# [Your assignment]
Your task is to print, exactly and only, the lines from the start of the entries below through the line with "box: [10, 115, 144, 296]". Include both ends, but skip the pictures.

Saved entries:
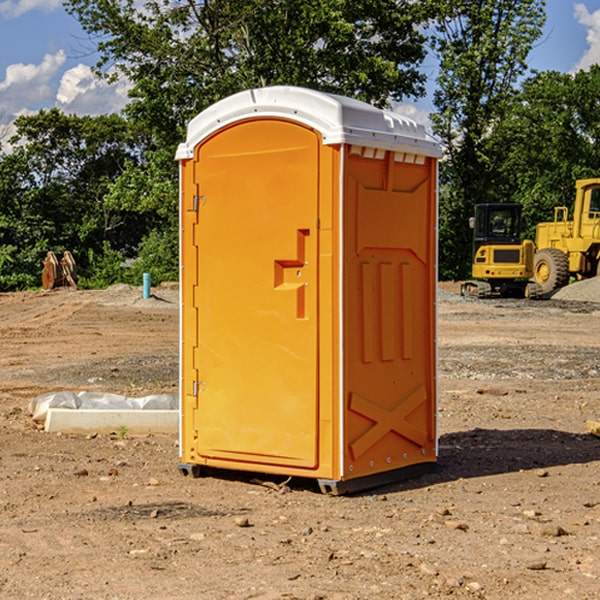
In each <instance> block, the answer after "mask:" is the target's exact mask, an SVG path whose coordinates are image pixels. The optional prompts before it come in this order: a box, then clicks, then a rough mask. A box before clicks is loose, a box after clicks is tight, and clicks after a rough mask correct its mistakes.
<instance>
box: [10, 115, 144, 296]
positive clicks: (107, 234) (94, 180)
mask: <svg viewBox="0 0 600 600" xmlns="http://www.w3.org/2000/svg"><path fill="white" fill-rule="evenodd" d="M15 126H16V129H17V133H16V135H15V136H13V138H12V139H11V140H10V141H11V144H12V145H13V146H14V150H13V152H11V153H10V154H7V155H5V156H3V157H2V158H1V159H0V247H2V253H1V256H0V288H2V289H12V288H14V287H17V288H23V287H30V286H31V285H36V284H39V274H40V273H41V260H42V258H43V257H44V256H45V254H46V252H47V251H48V250H53V251H55V252H62V251H64V250H70V251H71V252H73V254H74V255H75V257H76V260H77V263H78V265H79V266H80V267H81V271H82V272H83V274H84V276H85V275H86V271H87V270H88V267H89V264H88V263H89V260H88V257H89V256H90V252H91V253H92V254H94V253H96V254H98V253H100V254H102V253H103V252H104V249H105V247H109V248H112V249H113V250H117V251H118V252H119V253H120V255H121V256H122V257H125V256H127V253H128V252H129V253H132V252H135V249H136V247H137V246H138V245H139V244H140V242H141V240H142V239H143V237H144V235H145V234H146V233H147V232H148V231H149V230H150V229H151V226H150V225H151V224H149V223H148V220H147V219H143V218H140V216H139V214H138V213H132V212H131V211H129V212H128V211H127V210H123V209H121V208H120V207H114V206H111V205H110V204H108V203H107V202H105V199H104V197H105V195H106V194H107V192H108V190H109V189H110V185H111V182H113V181H114V180H116V179H117V178H118V177H119V175H120V174H121V173H122V172H123V170H124V169H125V165H126V164H127V163H128V162H138V163H139V161H140V158H141V152H142V149H143V141H144V138H143V136H141V135H140V134H139V133H136V132H135V131H134V130H132V129H131V127H130V125H129V124H128V123H127V122H126V121H125V120H124V119H123V118H122V117H119V116H117V115H109V116H99V117H76V116H67V115H65V114H63V113H61V112H60V111H59V110H57V109H52V110H50V111H43V110H42V111H40V112H39V113H37V114H35V115H31V116H26V117H19V118H18V119H17V120H16V122H15ZM106 245H107V246H106ZM121 260H122V258H121Z"/></svg>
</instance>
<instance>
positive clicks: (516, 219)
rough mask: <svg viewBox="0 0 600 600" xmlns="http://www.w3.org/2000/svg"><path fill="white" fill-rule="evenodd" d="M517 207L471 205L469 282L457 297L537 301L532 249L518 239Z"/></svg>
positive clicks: (507, 204) (521, 207)
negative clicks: (474, 209)
mask: <svg viewBox="0 0 600 600" xmlns="http://www.w3.org/2000/svg"><path fill="white" fill-rule="evenodd" d="M521 209H522V207H521V205H520V204H509V203H496V204H492V203H487V204H477V205H475V216H474V217H471V219H470V223H469V224H470V226H471V227H472V229H473V265H472V269H471V275H472V278H473V279H471V280H468V281H465V282H464V283H463V284H462V285H461V295H463V296H469V297H473V298H492V297H505V298H506V297H509V298H537V297H539V296H541V295H542V288H541V286H540V285H539V284H538V283H536V282H534V281H530V279H532V277H533V274H534V253H535V246H534V243H533V242H532V241H531V240H521V230H522V227H523V221H522V218H521Z"/></svg>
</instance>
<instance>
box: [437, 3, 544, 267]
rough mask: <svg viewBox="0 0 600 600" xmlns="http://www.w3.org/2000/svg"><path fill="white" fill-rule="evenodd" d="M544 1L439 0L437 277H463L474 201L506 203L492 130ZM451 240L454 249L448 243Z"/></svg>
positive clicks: (535, 34) (494, 129) (524, 57)
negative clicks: (453, 239)
mask: <svg viewBox="0 0 600 600" xmlns="http://www.w3.org/2000/svg"><path fill="white" fill-rule="evenodd" d="M544 7H545V1H544V0H518V1H515V0H497V1H495V2H491V1H489V0H488V1H480V2H472V1H471V0H441V1H440V2H439V9H440V18H438V20H437V22H436V37H435V38H434V40H433V47H434V49H435V51H436V53H437V55H438V57H439V59H440V74H439V76H438V79H437V84H438V87H437V89H436V91H435V94H434V104H435V106H436V109H437V110H436V113H435V114H434V115H433V116H432V121H433V124H434V131H435V133H436V134H437V135H438V136H439V137H440V138H441V140H442V142H443V144H444V146H445V150H446V154H447V164H446V165H444V170H445V175H444V179H443V181H444V183H445V184H446V185H445V186H444V188H443V193H442V194H441V195H440V204H441V215H442V222H441V225H440V229H441V236H440V238H441V242H442V244H450V246H448V247H446V246H442V251H441V252H440V272H441V273H442V274H443V273H455V274H456V275H457V276H458V277H460V278H464V277H466V276H467V275H468V274H469V271H470V266H469V265H470V262H471V244H470V243H468V244H467V243H465V240H467V239H468V238H469V239H470V232H469V230H468V217H469V216H471V215H472V212H473V206H474V204H476V203H479V202H494V201H498V200H501V199H502V200H504V199H506V200H508V199H510V198H508V197H505V196H503V192H505V191H506V190H504V189H503V186H502V182H499V181H498V173H499V168H500V166H501V165H502V162H503V160H504V151H505V149H506V148H505V147H504V146H503V145H502V144H499V143H497V142H496V140H495V135H496V129H497V127H498V126H499V125H500V124H501V123H502V122H503V120H504V119H505V118H506V117H507V115H508V114H510V111H511V110H512V107H513V106H514V98H515V94H516V91H517V89H516V86H517V83H518V81H519V78H520V77H521V76H522V75H523V74H524V73H525V72H526V70H527V63H526V59H527V55H528V53H529V51H530V49H531V47H532V44H533V43H534V42H535V40H536V39H538V38H539V37H540V35H541V32H542V26H543V24H544V20H545V11H544ZM454 238H455V239H456V242H457V243H456V244H452V240H453V239H454Z"/></svg>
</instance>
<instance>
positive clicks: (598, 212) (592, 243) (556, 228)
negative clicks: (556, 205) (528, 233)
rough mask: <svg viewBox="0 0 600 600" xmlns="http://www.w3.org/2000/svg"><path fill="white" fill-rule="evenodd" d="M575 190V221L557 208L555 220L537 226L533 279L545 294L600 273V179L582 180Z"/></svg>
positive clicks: (574, 212) (586, 278) (533, 270)
mask: <svg viewBox="0 0 600 600" xmlns="http://www.w3.org/2000/svg"><path fill="white" fill-rule="evenodd" d="M575 191H576V192H575V204H574V205H573V213H572V214H573V218H572V220H569V210H568V208H567V207H566V206H557V207H555V208H554V221H551V222H548V223H538V224H537V227H536V235H535V245H536V253H535V259H534V267H533V271H534V272H533V277H534V280H535V281H536V282H537V283H538V284H539V286H540V288H541V291H542V294H548V293H550V292H552V291H553V290H556V289H558V288H561V287H563V286H565V285H567V283H569V280H570V279H571V278H575V279H587V278H589V277H595V276H596V275H598V274H600V268H599V267H600V178H597V179H580V180H578V181H577V182H576V183H575Z"/></svg>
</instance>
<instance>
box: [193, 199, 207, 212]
mask: <svg viewBox="0 0 600 600" xmlns="http://www.w3.org/2000/svg"><path fill="white" fill-rule="evenodd" d="M205 201H206V196H194V204H193V207H192V210H193V211H194V212H198V209H199V208H200V206H202V205H203V204H204V203H205Z"/></svg>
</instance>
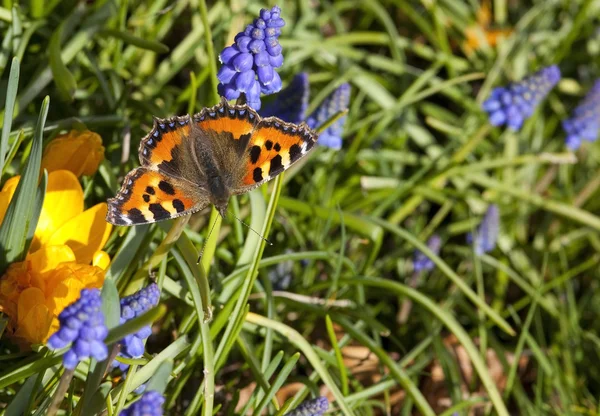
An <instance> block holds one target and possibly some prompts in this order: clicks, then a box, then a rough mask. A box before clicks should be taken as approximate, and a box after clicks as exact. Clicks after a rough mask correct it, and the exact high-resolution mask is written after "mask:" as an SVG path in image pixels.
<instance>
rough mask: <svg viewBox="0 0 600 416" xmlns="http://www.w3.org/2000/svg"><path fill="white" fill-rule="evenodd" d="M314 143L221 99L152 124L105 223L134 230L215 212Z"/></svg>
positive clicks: (240, 106)
mask: <svg viewBox="0 0 600 416" xmlns="http://www.w3.org/2000/svg"><path fill="white" fill-rule="evenodd" d="M316 141H317V134H316V133H315V132H314V131H313V130H311V129H310V128H309V127H308V126H307V125H306V124H305V123H301V124H300V125H296V124H292V123H287V122H284V121H283V120H281V119H279V118H276V117H267V118H264V119H263V118H261V117H260V116H259V115H258V113H256V111H254V110H253V109H252V108H250V107H249V106H248V105H245V104H236V105H231V104H229V103H228V102H227V101H226V100H225V99H223V100H222V101H221V103H219V104H218V105H216V106H213V107H209V108H205V109H203V110H202V111H201V112H200V113H198V114H195V115H194V116H192V117H190V116H189V115H187V116H182V117H171V118H168V119H155V120H154V126H153V128H152V130H151V131H150V133H148V135H147V136H146V137H144V138H143V139H142V141H141V143H140V148H139V157H140V163H141V165H142V166H141V167H139V168H136V169H134V170H132V171H131V172H130V173H129V174H128V175H127V176H126V177H125V180H124V182H123V185H122V187H121V189H120V191H119V192H118V193H117V196H116V197H115V198H112V199H109V200H108V204H109V211H108V214H107V221H109V222H111V223H113V224H115V225H137V224H146V223H152V222H155V221H160V220H166V219H169V218H175V217H178V216H181V215H184V214H191V213H193V212H196V211H199V210H200V209H202V208H204V207H206V206H207V205H208V204H209V203H213V204H215V205H216V206H217V208H218V209H219V210H220V212H221V211H225V210H226V208H227V201H228V199H229V197H230V196H231V195H234V194H241V193H244V192H248V191H250V190H252V189H253V188H255V187H257V186H259V185H260V184H262V183H264V182H266V181H268V180H270V179H272V178H273V177H275V176H277V175H278V174H280V173H281V172H283V171H284V170H286V169H287V168H289V167H290V166H291V165H292V164H293V163H294V162H296V161H297V160H299V159H300V158H301V157H302V156H304V155H305V154H306V153H308V152H309V151H310V150H311V149H312V148H313V147H314V145H315V143H316Z"/></svg>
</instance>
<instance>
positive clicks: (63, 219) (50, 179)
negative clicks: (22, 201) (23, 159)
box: [30, 170, 83, 251]
mask: <svg viewBox="0 0 600 416" xmlns="http://www.w3.org/2000/svg"><path fill="white" fill-rule="evenodd" d="M82 212H83V189H82V188H81V184H80V183H79V180H78V179H77V177H76V176H75V175H74V174H73V173H72V172H70V171H68V170H57V171H54V172H51V173H50V174H49V175H48V186H47V188H46V197H45V198H44V205H43V206H42V212H41V213H40V218H39V220H38V224H37V227H36V229H35V235H34V240H33V242H32V244H31V249H30V250H31V251H35V250H36V249H38V248H39V247H41V246H43V245H45V244H47V242H48V239H49V238H50V237H51V236H52V234H54V233H55V232H56V230H58V229H59V228H60V226H61V225H63V224H65V223H66V222H67V221H69V220H71V219H73V218H75V217H76V216H78V215H79V214H81V213H82Z"/></svg>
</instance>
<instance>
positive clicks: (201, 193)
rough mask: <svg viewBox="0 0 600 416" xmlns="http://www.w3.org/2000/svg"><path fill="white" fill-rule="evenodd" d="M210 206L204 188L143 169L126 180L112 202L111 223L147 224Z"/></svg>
mask: <svg viewBox="0 0 600 416" xmlns="http://www.w3.org/2000/svg"><path fill="white" fill-rule="evenodd" d="M208 203H209V200H208V198H207V196H206V194H205V192H204V190H203V189H202V188H200V187H196V188H194V186H193V185H192V184H189V183H187V182H184V181H181V180H179V179H175V178H172V177H170V176H166V175H164V174H162V173H161V172H158V171H154V170H151V169H148V168H145V167H140V168H136V169H134V170H132V171H131V172H130V173H129V174H128V175H127V176H126V177H125V180H124V181H123V186H122V187H121V190H120V191H119V192H118V193H117V196H116V197H115V198H111V199H109V200H108V214H107V220H108V221H109V222H111V223H112V224H115V225H137V224H147V223H152V222H155V221H160V220H166V219H169V218H175V217H179V216H181V215H185V214H191V213H193V212H196V211H199V210H201V209H202V208H204V207H206V206H207V205H208Z"/></svg>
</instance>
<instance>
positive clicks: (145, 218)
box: [127, 208, 148, 224]
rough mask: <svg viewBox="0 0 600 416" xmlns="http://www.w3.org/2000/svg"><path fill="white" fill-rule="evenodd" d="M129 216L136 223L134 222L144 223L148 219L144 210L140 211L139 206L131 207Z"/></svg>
mask: <svg viewBox="0 0 600 416" xmlns="http://www.w3.org/2000/svg"><path fill="white" fill-rule="evenodd" d="M127 217H128V218H129V219H130V220H131V221H132V222H133V223H134V224H142V223H145V222H148V221H146V217H144V214H142V211H140V210H139V209H137V208H131V209H130V210H129V211H127Z"/></svg>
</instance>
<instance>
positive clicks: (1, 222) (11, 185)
mask: <svg viewBox="0 0 600 416" xmlns="http://www.w3.org/2000/svg"><path fill="white" fill-rule="evenodd" d="M19 179H21V177H20V176H13V177H12V178H10V179H9V180H7V181H6V182H5V183H4V186H3V187H2V192H0V224H1V223H2V220H4V216H5V215H6V210H7V209H8V204H9V203H10V200H11V199H12V196H13V195H14V193H15V190H16V189H17V185H18V184H19Z"/></svg>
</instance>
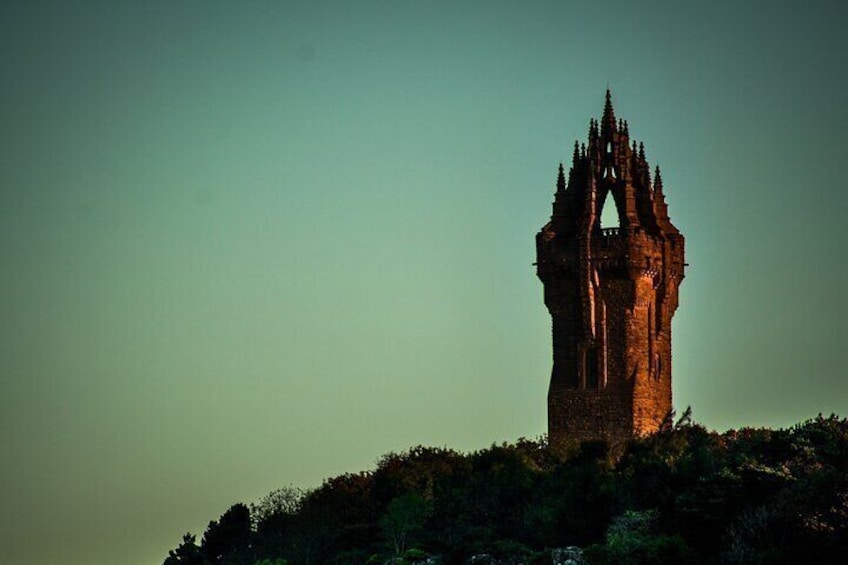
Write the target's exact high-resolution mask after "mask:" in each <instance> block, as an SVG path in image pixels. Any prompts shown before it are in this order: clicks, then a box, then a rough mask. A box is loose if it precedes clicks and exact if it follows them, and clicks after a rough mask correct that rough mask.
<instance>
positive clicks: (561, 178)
mask: <svg viewBox="0 0 848 565" xmlns="http://www.w3.org/2000/svg"><path fill="white" fill-rule="evenodd" d="M563 192H565V171H564V170H563V168H562V163H560V164H559V172H558V173H557V194H561V193H563Z"/></svg>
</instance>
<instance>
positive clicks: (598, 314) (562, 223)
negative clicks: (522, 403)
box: [536, 90, 686, 444]
mask: <svg viewBox="0 0 848 565" xmlns="http://www.w3.org/2000/svg"><path fill="white" fill-rule="evenodd" d="M604 205H606V206H614V207H615V208H616V211H617V216H618V226H617V227H609V228H606V227H602V226H601V210H602V209H603V207H604ZM683 247H684V241H683V236H682V235H681V234H680V232H679V231H678V230H677V228H675V227H674V225H673V224H672V223H671V221H670V220H669V217H668V206H667V205H666V203H665V196H664V195H663V185H662V179H661V177H660V171H659V167H657V169H656V172H655V173H654V176H653V179H652V178H651V173H650V169H649V166H648V162H647V161H646V159H645V151H644V147H643V146H642V144H641V143H640V144H639V145H638V147H637V145H636V142H635V141H633V142H632V146H631V141H630V134H629V131H628V126H627V122H626V121H621V120H616V117H615V113H614V111H613V107H612V102H611V100H610V93H609V90H607V96H606V104H605V106H604V113H603V117H602V118H601V121H600V123H598V122H597V121H596V120H594V119H591V120H590V121H589V140H588V143H587V144H585V145H580V146H578V144H577V143H576V142H575V144H574V156H573V158H572V164H571V170H570V171H569V172H568V177H567V178H566V176H565V173H564V170H563V167H562V164H560V166H559V176H558V178H557V185H556V195H555V198H554V203H553V214H552V215H551V221H550V222H548V223H547V224H546V225H545V226H544V227H543V228H542V229H541V231H540V232H539V233H538V234H537V235H536V257H537V262H536V267H537V271H536V272H537V274H538V276H539V278H540V279H541V280H542V283H543V284H544V287H545V305H546V306H547V307H548V311H549V312H550V313H551V318H553V358H554V364H553V371H552V374H551V384H550V388H549V390H548V436H549V438H550V440H551V441H552V442H559V441H562V440H563V439H575V440H585V439H606V440H608V441H609V442H610V443H611V444H620V443H621V442H622V441H623V440H626V439H627V438H630V437H632V436H639V435H644V434H649V433H652V432H654V431H656V430H657V429H658V427H659V425H660V424H661V422H662V420H663V419H664V417H665V416H666V415H667V414H668V412H669V411H670V410H671V317H672V316H673V315H674V311H675V310H676V309H677V289H678V287H679V285H680V282H681V281H682V280H683V270H684V267H685V265H686V264H685V263H684V258H683Z"/></svg>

# [Answer to the problem]
In each <instance> block, the answer after "mask:" is the target's exact mask, an SVG path whose coordinates are image pixels. The optional prompts before it come in this order: a box, then clicks, then a rough mask. A box before clicks is loose, a box after clicks is tight, and clicks after a rough mask correct its mistakes.
<instance>
box: [10, 115, 144, 296]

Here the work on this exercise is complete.